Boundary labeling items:
******************************
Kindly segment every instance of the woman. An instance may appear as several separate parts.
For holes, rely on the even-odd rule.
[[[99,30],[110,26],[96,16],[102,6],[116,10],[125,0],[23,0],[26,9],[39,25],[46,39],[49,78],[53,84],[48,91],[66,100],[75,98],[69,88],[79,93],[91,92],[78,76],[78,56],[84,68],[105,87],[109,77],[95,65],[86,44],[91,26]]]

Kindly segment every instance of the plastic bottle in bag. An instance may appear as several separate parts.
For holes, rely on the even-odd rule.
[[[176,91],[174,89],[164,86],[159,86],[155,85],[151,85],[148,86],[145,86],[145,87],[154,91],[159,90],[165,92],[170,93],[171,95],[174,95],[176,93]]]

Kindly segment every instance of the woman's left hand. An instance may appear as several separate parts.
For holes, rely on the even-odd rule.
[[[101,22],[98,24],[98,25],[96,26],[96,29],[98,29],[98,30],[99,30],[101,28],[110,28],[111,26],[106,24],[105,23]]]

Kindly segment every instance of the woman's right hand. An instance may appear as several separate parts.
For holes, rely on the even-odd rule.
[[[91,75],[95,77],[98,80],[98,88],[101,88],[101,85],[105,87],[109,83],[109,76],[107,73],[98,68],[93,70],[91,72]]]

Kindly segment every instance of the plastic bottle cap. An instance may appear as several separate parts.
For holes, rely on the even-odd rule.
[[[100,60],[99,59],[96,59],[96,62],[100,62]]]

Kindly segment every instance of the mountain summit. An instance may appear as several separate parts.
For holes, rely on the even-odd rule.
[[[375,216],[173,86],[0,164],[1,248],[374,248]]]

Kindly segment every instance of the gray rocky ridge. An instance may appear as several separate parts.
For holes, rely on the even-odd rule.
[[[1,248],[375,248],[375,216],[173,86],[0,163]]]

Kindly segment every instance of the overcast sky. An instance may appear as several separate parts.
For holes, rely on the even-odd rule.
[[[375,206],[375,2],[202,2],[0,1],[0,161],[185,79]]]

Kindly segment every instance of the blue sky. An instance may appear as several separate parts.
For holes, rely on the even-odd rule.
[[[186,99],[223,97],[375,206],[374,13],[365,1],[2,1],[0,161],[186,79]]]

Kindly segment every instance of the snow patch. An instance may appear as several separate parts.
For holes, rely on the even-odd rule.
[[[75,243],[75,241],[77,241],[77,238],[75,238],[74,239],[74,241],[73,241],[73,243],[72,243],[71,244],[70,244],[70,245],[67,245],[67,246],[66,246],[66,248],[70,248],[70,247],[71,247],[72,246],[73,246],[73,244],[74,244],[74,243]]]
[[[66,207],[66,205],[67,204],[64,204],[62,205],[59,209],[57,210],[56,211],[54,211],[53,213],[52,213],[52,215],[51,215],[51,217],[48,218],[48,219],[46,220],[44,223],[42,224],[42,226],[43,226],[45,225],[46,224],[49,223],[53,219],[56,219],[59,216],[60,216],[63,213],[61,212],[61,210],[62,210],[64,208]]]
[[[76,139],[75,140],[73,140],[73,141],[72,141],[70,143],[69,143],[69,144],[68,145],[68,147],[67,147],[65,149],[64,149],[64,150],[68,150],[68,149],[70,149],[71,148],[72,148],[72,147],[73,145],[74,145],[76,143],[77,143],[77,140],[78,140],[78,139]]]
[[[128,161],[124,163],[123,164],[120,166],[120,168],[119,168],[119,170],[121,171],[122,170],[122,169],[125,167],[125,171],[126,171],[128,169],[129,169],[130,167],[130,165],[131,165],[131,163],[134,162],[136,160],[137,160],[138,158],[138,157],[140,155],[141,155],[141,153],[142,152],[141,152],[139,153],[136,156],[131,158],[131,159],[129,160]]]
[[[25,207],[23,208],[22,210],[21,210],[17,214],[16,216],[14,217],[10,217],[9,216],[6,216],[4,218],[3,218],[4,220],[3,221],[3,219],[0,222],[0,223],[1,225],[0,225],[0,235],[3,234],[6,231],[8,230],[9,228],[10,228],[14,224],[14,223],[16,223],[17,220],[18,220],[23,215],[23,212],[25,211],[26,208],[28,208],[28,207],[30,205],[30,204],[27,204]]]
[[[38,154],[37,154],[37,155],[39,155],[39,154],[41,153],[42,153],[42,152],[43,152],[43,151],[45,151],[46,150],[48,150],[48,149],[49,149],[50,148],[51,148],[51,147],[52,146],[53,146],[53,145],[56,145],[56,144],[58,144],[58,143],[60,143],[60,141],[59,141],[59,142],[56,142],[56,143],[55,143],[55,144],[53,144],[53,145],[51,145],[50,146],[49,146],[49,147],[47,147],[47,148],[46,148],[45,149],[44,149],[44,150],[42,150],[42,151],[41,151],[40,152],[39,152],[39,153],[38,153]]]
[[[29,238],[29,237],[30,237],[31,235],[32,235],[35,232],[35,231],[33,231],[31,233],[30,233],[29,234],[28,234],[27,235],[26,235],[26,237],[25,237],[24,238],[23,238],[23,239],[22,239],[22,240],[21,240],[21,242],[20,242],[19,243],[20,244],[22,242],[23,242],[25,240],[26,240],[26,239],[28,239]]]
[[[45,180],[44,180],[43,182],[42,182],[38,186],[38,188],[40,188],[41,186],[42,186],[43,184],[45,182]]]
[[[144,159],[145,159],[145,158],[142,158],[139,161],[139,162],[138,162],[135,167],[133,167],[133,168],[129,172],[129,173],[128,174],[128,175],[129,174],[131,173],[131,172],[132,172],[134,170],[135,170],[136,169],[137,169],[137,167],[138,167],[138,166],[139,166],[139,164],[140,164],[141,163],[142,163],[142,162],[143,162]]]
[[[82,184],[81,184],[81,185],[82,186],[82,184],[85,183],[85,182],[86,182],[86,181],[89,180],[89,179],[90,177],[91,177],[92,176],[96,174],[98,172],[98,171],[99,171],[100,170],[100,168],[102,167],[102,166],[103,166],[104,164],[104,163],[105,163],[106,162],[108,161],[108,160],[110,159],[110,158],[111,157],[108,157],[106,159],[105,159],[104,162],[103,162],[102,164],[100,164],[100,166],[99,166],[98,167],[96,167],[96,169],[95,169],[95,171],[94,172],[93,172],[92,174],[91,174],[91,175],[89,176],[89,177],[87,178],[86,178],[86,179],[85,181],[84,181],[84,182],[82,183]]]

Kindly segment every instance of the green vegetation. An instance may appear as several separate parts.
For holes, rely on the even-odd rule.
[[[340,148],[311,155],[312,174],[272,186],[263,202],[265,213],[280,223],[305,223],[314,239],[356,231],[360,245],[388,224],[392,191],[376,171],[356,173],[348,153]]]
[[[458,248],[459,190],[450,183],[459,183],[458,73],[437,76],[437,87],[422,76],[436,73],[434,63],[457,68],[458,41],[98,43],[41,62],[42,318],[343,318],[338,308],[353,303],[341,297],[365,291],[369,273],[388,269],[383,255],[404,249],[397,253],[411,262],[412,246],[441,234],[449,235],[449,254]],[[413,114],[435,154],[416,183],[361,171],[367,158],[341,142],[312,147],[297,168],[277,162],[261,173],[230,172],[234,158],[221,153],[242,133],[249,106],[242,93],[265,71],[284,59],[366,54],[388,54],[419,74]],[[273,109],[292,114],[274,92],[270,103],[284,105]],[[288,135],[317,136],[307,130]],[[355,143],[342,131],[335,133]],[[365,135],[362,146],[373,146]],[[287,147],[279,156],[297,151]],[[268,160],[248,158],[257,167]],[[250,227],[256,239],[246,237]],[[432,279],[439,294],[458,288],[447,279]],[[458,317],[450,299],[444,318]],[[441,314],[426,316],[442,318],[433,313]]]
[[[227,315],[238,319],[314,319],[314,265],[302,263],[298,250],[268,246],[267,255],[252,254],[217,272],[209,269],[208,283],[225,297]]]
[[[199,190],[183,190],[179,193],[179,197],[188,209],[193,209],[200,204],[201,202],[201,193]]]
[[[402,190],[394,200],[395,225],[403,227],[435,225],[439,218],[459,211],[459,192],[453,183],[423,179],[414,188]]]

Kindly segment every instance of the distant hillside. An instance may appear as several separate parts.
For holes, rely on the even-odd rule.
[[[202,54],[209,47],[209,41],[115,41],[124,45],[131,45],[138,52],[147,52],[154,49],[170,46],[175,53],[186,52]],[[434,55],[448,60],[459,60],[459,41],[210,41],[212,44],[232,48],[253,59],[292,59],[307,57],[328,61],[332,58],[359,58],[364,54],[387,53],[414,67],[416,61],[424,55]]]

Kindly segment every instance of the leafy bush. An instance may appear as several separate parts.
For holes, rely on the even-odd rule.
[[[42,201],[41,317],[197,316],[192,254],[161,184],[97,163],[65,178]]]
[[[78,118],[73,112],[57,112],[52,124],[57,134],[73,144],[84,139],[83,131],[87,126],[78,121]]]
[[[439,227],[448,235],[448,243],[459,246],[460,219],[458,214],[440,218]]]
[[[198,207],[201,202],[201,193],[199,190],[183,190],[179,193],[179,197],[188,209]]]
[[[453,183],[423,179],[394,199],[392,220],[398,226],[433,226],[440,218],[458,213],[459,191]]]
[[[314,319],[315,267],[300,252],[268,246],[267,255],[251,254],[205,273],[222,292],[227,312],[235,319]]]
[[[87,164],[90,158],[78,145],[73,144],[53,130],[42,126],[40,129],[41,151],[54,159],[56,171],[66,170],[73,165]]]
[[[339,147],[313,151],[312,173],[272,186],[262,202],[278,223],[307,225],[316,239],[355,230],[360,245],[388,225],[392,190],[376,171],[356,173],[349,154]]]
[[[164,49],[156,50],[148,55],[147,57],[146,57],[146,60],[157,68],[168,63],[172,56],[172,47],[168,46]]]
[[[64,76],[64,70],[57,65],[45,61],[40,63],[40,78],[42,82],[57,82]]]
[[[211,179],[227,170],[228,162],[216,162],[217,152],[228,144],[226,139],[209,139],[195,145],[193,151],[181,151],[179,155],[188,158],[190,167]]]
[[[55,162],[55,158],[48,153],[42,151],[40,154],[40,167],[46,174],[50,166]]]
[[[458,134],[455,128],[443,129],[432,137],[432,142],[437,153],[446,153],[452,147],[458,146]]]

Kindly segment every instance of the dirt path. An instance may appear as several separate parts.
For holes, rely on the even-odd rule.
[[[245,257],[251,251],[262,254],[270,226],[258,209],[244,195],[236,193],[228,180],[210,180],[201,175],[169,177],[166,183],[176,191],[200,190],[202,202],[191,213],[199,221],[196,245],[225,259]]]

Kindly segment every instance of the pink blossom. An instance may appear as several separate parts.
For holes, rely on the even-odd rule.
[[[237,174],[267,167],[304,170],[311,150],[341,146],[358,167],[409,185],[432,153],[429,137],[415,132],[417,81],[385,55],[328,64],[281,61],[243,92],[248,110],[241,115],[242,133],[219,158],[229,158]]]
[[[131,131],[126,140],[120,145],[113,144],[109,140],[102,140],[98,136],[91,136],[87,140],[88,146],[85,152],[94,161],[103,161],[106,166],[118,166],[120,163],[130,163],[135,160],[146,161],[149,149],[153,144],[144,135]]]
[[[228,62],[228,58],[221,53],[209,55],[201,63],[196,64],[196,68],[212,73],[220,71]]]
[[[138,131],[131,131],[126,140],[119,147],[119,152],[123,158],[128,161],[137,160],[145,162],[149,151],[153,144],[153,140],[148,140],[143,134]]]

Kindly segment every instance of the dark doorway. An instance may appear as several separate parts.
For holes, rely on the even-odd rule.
******************************
What you should do: Convert the material from the line containing "Kindly segment every instance of the plastic bottle in" through the line containing "[[[1,248],[375,248],[375,216],[173,86],[0,163]]]", both included, into a numbered list with blank lines left out.

Reply:
1. Kindly segment every instance of the plastic bottle in bag. An instance may appear as several separate parts.
2. For holes, rely on the even-odd rule.
3. [[[176,91],[174,89],[164,86],[159,86],[155,85],[151,85],[148,86],[145,86],[145,87],[154,91],[159,90],[165,92],[170,93],[171,95],[174,95],[176,93]]]
4. Kindly segment every instance of the woman's left hand. An instance may appear as several separate parts.
5. For holes, rely on the even-odd rule.
6. [[[101,22],[98,24],[98,25],[96,26],[96,29],[98,29],[98,30],[99,30],[101,28],[110,28],[111,26],[106,24],[105,23]]]
7. Kindly segment every instance of the woman's right hand. An instance may appear as several separate parts.
8. For holes, rely on the even-odd rule.
9. [[[91,75],[95,77],[98,80],[98,88],[101,88],[101,85],[105,87],[109,83],[109,76],[107,73],[98,68],[93,70],[91,72]]]
10. Kindly segment every instance of the plastic bottle cap. An instance may appear as several separate parts.
11. For holes, rely on the even-odd rule.
12. [[[100,60],[99,59],[96,59],[96,62],[100,62]]]
13. Kindly segment every instance of the mountain summit. An instance may appear as several separate parts.
14. For holes, rely on the even-odd rule.
15. [[[375,216],[173,86],[0,164],[1,248],[374,248]]]
16. Kindly segment every instance of the gray rocky ridge. An instance may appear as several separate parts.
17. For holes, rely on the even-odd rule.
18. [[[1,248],[375,248],[375,216],[173,86],[0,163]]]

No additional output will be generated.